__Task prompt__
Reproduce verbatim the stretch of the data below from the line containing "of the tasmanian" through the last line of the data, both ends included.

== Dataset records ==

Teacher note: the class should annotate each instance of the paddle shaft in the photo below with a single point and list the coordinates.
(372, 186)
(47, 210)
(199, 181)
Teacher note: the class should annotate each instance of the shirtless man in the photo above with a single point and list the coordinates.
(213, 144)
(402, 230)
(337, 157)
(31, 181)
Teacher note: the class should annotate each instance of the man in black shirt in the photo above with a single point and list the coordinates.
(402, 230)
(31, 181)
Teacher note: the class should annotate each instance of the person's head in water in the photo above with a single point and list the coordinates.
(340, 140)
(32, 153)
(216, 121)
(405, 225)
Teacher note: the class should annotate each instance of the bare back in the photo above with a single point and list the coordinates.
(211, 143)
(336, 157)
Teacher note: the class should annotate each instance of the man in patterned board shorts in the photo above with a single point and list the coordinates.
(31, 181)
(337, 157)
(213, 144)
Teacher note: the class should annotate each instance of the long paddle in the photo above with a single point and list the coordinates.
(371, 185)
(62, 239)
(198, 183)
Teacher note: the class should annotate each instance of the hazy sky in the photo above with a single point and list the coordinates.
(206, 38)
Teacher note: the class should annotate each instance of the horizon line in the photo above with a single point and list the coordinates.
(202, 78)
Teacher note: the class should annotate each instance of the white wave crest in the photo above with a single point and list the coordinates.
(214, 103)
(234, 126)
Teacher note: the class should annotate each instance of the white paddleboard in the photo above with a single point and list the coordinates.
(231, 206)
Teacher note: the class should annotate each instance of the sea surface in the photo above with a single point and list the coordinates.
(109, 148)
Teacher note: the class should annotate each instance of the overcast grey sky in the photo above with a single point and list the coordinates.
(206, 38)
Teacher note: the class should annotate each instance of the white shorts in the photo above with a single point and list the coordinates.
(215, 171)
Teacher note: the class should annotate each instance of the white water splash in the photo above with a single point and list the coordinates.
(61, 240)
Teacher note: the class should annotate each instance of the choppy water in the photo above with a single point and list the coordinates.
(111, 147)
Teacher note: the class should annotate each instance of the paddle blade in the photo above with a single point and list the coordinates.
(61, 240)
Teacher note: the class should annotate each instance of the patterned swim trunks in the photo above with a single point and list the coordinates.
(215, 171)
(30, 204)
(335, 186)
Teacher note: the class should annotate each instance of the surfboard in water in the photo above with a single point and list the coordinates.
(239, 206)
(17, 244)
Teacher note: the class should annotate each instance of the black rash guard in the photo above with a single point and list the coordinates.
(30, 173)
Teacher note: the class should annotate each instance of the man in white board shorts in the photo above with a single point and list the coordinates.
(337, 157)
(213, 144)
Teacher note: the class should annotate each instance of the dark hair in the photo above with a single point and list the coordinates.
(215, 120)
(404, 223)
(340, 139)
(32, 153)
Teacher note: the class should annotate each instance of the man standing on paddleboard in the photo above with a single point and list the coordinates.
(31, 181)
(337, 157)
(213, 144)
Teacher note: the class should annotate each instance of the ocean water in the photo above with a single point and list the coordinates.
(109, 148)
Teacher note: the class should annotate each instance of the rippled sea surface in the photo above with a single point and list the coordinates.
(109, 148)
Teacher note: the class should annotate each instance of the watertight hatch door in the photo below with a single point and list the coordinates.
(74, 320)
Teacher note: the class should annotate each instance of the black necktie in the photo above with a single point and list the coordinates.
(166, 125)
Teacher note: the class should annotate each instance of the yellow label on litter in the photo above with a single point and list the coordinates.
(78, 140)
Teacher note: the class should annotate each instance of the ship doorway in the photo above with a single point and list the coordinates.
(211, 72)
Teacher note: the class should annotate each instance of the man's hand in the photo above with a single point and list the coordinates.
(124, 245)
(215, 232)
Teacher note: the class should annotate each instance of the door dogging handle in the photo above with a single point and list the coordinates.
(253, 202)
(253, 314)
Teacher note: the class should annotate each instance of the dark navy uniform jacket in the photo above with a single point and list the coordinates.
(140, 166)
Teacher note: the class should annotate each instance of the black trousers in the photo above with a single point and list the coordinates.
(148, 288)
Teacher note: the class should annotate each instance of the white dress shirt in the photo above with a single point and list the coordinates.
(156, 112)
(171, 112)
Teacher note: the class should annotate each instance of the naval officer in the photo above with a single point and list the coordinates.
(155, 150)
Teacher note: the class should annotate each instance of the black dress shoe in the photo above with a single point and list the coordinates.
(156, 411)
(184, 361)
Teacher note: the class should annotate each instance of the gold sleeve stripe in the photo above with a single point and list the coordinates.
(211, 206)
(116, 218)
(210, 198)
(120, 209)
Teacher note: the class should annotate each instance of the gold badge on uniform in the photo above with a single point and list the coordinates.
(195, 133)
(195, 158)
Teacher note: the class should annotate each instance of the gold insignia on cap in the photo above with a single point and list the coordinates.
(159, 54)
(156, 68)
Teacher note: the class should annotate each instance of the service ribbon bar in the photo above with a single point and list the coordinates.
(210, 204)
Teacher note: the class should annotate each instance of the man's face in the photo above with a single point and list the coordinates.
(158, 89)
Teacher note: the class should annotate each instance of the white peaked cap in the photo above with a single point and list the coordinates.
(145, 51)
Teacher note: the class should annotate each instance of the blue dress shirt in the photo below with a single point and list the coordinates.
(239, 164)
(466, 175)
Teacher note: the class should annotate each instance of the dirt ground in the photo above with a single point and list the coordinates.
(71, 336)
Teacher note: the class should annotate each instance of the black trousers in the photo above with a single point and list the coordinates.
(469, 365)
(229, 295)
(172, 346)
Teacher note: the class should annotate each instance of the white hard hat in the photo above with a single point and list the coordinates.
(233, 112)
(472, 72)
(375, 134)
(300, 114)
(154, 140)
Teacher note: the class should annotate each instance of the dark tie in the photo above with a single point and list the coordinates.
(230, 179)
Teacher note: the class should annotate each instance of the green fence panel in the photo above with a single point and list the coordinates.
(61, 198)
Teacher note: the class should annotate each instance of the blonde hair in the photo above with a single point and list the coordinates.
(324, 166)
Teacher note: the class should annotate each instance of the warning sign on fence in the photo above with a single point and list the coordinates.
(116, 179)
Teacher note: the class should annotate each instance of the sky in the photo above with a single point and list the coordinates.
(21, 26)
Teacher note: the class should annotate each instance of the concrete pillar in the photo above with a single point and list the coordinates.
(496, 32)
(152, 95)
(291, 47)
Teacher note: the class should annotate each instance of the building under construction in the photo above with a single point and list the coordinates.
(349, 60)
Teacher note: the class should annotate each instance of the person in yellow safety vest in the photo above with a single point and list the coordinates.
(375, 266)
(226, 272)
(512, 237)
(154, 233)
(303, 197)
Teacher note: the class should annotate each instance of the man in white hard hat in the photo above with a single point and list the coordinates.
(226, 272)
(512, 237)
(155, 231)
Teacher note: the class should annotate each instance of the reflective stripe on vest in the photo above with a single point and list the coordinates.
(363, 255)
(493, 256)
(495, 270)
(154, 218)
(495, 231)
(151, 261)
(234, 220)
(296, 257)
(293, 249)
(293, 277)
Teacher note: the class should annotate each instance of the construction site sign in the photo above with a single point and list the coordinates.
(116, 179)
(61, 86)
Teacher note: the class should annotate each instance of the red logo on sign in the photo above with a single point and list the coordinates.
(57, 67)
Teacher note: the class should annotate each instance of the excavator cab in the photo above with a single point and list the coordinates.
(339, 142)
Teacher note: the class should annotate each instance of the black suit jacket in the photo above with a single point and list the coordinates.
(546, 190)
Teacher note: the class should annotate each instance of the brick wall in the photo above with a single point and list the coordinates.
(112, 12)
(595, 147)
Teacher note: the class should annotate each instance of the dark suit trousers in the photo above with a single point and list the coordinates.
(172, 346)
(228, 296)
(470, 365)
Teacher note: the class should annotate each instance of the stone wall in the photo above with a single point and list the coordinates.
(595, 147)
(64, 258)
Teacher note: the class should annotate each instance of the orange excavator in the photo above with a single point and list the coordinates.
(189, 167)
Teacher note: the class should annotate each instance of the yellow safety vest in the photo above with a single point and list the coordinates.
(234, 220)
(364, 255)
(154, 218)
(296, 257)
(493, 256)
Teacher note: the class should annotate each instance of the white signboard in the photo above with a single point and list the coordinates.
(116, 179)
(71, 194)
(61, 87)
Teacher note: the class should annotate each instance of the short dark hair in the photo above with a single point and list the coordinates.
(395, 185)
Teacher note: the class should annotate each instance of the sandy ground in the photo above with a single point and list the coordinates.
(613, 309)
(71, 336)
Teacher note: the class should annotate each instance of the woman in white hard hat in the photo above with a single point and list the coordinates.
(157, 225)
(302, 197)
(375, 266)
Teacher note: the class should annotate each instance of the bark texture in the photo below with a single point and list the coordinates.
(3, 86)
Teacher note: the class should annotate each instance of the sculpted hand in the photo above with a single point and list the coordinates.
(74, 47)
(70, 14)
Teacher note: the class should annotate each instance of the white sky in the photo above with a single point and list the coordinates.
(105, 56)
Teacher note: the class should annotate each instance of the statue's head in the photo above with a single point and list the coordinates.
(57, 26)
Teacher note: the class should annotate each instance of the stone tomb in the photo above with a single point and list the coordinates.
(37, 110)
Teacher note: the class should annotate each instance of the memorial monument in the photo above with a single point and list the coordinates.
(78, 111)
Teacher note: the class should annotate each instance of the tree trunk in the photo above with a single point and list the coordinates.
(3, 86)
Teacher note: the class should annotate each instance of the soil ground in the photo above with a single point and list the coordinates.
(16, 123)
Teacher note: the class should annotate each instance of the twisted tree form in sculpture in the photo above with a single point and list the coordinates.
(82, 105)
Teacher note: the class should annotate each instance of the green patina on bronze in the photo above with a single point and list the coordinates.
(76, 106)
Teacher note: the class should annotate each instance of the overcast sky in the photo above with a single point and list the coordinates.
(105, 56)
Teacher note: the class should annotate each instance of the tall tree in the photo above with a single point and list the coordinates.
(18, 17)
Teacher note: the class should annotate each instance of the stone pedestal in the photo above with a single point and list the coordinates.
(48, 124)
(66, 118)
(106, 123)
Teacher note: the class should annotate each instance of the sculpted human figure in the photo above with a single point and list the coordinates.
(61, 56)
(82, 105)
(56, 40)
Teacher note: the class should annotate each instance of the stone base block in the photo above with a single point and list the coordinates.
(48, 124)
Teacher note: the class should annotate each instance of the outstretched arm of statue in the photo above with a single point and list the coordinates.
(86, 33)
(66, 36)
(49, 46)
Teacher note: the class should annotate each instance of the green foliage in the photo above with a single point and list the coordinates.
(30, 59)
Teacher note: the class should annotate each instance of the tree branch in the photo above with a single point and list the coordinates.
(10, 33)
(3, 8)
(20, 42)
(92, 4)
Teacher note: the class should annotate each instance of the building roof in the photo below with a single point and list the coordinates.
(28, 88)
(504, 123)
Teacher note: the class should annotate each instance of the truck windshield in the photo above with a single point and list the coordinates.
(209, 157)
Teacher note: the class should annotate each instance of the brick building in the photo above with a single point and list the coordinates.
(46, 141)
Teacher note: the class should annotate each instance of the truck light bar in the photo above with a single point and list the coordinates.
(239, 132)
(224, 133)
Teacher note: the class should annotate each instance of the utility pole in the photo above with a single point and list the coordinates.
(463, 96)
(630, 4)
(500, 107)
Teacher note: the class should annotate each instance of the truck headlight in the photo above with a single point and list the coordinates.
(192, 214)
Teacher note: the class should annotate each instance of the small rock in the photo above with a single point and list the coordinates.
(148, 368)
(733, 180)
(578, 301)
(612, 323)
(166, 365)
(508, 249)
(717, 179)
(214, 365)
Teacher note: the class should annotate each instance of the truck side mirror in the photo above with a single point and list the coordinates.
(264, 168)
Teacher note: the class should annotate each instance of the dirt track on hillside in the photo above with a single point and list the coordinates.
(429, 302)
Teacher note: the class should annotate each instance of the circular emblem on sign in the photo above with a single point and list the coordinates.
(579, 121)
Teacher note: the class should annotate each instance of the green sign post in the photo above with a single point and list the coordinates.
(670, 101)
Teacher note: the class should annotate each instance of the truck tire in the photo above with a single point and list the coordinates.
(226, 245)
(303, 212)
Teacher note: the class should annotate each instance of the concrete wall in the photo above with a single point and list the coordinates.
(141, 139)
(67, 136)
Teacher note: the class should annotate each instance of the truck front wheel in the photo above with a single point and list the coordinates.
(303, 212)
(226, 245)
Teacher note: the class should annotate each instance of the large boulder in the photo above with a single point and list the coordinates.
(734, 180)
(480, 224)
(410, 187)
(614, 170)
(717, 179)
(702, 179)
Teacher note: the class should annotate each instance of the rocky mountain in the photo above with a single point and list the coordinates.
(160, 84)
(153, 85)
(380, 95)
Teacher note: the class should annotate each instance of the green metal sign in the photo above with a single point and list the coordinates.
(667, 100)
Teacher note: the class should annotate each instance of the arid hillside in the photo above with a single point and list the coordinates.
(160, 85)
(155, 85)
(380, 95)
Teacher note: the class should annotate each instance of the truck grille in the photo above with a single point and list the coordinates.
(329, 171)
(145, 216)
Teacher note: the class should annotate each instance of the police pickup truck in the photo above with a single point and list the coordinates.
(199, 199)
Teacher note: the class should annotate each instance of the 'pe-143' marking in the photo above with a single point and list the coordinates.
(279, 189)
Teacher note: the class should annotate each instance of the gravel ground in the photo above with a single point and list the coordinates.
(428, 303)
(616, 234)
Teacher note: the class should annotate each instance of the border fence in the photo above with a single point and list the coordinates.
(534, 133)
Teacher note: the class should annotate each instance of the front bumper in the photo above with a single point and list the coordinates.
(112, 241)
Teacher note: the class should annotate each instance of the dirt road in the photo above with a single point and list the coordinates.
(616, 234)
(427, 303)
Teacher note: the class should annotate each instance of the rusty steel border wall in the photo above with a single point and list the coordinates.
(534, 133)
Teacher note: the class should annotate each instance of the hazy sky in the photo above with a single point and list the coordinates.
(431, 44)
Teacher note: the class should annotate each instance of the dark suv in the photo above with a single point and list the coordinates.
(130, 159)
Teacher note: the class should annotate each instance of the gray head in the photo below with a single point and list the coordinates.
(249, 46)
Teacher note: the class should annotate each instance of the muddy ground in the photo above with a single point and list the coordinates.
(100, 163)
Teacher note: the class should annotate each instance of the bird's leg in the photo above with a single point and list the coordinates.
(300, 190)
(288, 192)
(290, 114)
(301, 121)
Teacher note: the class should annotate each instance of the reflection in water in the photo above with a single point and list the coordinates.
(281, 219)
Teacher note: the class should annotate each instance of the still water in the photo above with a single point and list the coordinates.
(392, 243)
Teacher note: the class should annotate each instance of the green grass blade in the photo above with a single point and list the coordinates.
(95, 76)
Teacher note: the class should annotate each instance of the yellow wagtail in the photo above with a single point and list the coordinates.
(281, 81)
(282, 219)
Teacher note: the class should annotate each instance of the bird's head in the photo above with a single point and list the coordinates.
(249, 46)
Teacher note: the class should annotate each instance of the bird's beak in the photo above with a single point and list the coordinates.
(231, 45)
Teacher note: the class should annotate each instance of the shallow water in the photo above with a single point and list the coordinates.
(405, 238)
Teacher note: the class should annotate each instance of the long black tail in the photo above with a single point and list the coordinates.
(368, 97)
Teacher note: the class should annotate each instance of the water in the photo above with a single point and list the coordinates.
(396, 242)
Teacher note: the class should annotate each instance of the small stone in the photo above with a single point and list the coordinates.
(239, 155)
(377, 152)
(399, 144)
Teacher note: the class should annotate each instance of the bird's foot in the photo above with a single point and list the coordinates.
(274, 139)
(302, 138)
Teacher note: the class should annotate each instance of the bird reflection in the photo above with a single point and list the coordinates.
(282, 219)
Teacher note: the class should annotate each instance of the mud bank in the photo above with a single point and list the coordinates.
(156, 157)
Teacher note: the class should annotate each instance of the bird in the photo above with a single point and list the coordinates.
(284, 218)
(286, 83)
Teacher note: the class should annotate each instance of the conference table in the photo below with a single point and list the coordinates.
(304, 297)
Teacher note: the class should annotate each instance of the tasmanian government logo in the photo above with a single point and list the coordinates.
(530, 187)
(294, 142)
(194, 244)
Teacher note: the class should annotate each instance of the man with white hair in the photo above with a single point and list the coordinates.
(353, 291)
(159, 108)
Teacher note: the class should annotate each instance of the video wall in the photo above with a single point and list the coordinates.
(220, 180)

===

__Reply__
Teacher note: the class should annotate each instance of the tasmanian government logo in the photo above with a single point and list the coordinates.
(530, 187)
(294, 142)
(194, 244)
Teacher note: the class should annotate each instance of the man with white hair in the photo above with a single point and list the coordinates.
(353, 291)
(159, 108)
Teacher note: the class should annotate each instance of the video wall in the photo above with a single point and list the coordinates.
(220, 180)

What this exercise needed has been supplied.